▼▼▼

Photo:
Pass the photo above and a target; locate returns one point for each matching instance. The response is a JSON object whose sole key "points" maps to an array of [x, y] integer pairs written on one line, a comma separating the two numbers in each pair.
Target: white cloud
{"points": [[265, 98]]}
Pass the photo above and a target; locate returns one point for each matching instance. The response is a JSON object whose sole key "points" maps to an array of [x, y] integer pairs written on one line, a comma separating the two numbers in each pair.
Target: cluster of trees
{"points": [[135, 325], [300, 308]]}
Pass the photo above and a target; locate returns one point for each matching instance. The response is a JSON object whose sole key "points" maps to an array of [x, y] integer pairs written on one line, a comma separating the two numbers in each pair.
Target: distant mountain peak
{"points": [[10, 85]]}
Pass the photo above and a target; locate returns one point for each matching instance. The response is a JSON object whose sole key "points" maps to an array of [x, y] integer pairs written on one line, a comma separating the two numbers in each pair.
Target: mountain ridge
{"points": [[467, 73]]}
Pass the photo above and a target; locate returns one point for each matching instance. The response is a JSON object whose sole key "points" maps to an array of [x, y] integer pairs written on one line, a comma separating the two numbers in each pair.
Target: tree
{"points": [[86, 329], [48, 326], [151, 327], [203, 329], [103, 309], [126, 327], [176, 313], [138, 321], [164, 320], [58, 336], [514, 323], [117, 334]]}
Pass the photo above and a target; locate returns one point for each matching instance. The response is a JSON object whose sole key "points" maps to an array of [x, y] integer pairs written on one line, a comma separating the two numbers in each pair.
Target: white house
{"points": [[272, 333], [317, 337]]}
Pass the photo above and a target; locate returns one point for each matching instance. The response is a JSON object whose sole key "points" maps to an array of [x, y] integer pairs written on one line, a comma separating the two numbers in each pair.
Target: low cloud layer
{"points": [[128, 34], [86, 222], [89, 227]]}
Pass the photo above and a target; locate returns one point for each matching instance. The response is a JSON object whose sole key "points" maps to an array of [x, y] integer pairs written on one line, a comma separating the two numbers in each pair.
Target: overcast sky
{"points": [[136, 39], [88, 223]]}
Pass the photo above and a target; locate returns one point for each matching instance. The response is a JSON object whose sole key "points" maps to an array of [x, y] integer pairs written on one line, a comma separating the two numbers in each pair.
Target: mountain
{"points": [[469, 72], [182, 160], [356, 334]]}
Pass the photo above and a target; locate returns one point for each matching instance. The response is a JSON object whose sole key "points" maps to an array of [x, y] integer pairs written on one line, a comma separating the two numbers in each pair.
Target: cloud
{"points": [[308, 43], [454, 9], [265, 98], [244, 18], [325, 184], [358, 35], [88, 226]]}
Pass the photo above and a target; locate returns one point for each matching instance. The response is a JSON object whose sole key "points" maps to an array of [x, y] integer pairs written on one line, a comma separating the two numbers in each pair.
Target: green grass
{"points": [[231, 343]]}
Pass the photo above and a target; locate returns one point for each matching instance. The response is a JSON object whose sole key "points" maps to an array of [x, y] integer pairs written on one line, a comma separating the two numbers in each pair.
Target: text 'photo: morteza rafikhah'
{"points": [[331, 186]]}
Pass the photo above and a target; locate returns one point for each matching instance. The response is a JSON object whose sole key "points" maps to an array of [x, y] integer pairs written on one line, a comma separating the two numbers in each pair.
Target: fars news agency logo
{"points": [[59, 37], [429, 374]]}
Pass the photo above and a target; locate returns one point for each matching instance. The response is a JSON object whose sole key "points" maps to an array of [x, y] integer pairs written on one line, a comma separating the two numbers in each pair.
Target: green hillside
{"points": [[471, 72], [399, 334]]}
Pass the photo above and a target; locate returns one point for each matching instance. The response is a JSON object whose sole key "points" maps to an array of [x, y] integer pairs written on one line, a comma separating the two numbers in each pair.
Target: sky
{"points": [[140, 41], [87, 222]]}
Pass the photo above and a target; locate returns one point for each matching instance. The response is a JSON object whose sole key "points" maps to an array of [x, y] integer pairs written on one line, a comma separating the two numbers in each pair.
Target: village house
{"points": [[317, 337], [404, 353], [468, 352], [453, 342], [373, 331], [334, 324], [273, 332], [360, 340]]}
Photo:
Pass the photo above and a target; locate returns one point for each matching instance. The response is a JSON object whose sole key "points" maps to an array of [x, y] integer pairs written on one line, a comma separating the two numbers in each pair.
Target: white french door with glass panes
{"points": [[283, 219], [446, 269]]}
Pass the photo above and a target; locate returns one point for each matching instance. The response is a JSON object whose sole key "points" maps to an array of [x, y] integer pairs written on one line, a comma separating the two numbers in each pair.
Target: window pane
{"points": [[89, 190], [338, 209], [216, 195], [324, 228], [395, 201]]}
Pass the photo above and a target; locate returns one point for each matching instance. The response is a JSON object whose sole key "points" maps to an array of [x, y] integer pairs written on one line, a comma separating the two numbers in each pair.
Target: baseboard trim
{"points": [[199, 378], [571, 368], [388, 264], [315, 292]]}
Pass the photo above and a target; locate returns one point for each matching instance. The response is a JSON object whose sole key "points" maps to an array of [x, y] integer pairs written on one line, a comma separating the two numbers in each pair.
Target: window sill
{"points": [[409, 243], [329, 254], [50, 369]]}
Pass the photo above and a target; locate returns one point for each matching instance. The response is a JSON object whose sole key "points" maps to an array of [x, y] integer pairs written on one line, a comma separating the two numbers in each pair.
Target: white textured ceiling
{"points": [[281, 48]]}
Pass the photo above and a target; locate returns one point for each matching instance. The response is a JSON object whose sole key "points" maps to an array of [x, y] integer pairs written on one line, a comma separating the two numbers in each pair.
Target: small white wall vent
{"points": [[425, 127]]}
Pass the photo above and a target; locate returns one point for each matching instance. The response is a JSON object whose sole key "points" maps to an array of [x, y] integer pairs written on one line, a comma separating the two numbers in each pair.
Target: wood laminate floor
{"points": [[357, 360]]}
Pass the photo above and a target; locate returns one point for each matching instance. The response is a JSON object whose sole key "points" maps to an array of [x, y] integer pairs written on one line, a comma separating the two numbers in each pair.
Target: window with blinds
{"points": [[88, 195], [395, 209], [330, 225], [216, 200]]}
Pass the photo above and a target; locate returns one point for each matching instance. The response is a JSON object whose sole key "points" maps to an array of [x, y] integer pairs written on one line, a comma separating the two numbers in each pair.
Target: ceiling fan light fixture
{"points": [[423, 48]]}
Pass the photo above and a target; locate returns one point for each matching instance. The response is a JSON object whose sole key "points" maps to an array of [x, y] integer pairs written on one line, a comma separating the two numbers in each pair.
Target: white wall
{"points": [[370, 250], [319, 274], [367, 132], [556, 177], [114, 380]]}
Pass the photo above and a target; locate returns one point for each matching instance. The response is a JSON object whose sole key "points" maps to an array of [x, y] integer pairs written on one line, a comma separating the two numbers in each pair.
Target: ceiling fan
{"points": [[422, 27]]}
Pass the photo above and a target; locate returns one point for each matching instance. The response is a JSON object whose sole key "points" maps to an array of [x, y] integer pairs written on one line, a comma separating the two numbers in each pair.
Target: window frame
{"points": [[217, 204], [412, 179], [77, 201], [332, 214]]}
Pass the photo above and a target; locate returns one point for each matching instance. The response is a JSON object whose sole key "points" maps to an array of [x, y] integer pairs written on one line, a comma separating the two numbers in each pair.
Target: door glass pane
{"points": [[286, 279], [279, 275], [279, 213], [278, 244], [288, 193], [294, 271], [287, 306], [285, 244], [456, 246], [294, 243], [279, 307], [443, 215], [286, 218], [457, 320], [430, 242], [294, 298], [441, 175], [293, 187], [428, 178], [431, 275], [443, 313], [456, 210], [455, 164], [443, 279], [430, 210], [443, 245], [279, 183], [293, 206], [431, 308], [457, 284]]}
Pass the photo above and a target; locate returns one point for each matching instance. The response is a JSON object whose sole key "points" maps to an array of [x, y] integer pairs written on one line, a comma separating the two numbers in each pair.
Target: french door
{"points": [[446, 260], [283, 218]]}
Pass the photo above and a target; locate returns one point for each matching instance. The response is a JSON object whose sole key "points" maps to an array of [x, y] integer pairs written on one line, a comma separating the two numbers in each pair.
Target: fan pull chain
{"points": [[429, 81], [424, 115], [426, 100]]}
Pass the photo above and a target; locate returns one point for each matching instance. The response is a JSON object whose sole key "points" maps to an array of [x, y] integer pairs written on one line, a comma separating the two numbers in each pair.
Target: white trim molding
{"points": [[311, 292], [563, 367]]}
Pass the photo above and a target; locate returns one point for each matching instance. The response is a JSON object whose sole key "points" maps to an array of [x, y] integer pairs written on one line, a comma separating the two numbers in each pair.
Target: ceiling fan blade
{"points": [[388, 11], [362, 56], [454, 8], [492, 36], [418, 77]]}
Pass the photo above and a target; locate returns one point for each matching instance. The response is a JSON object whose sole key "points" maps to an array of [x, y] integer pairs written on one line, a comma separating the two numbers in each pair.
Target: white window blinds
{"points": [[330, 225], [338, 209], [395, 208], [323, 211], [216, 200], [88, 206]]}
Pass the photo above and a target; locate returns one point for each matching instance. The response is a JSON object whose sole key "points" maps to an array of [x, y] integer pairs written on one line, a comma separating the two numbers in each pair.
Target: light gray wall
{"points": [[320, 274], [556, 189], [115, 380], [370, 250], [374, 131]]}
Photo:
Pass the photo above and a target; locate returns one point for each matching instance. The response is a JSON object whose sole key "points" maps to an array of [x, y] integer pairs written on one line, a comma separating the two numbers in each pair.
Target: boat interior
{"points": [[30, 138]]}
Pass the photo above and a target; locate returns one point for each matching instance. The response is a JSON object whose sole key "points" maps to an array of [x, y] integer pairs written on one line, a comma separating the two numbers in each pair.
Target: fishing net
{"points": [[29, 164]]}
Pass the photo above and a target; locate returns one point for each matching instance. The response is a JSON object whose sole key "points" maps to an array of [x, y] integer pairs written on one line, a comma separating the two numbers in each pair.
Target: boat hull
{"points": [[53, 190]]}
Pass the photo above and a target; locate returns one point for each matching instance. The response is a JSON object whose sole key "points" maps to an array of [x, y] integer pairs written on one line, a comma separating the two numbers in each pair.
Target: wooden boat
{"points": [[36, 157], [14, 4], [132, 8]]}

▲▲▲

For the lines from the one containing "Target: boat interior" through the end of the listing above, output each exactly and leave out the rest.

◆ RESPONSE AREA ◆
Target: boat interior
{"points": [[30, 138]]}
Pass the photo above and a target; locate returns one point for each matching instance. The response is a JSON object whose sole key "points" maps to an array of [x, y] integer pairs written on one line, a comma separating the two numbers in each pair.
Target: fishing net
{"points": [[29, 164]]}
Pass the photo above and a target; locate returns one point for each matching instance. The response is a JSON object whose sole key "points" maps to an array of [x, y] integer pairs written on one line, a comma separating the two numbers in each pair.
Target: boat hull
{"points": [[53, 190]]}
Pass the photo above and a target; locate returns one point for each matching instance. The response is a JSON object whose sole key "points" maps to an array of [x, y] integer pairs written on one line, a comma separating the two numbers in each pair.
Target: wooden boat
{"points": [[36, 157], [14, 4], [132, 8]]}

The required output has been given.